Challenge: Copy out the items between the line holding "My friend says the bare" and the line holding "[1,0,420,334]", inclusive, keeping the text lines unchanged, raising every bounding-box coordinate by 55, and leaving out the pictures.

Given entries:
☆ ☆ ☆

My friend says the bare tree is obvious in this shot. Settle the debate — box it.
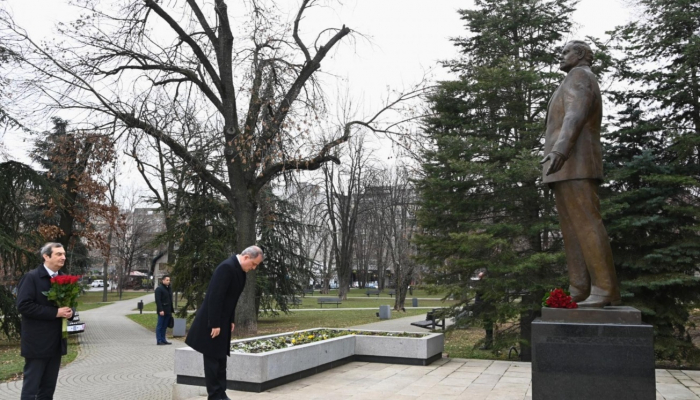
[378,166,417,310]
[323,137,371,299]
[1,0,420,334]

☆ ☆ ☆

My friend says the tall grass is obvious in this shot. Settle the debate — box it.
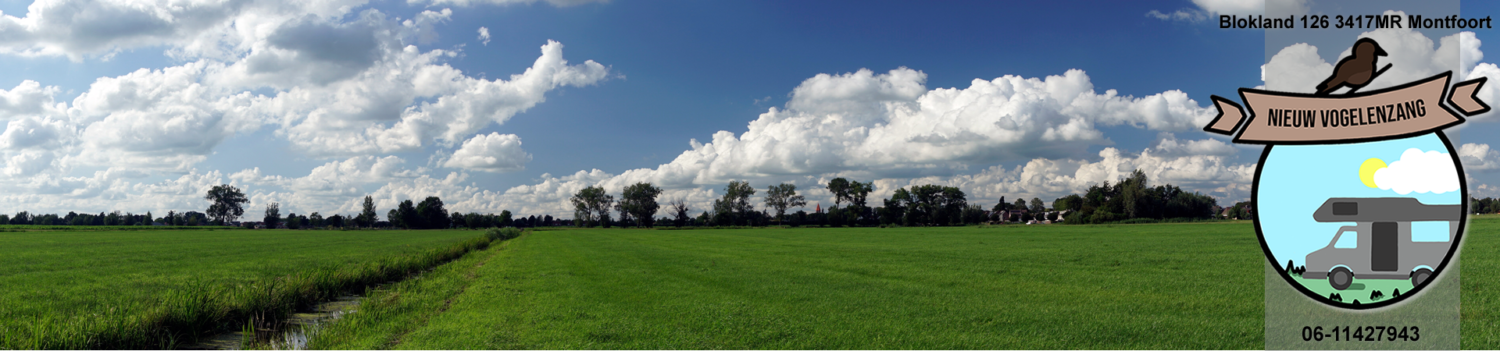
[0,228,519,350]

☆ ☆ ☆

Solution below:
My friend says the bare tree is obvious in this shot. Settle the debate — box it.
[433,221,472,365]
[378,192,426,354]
[56,55,475,389]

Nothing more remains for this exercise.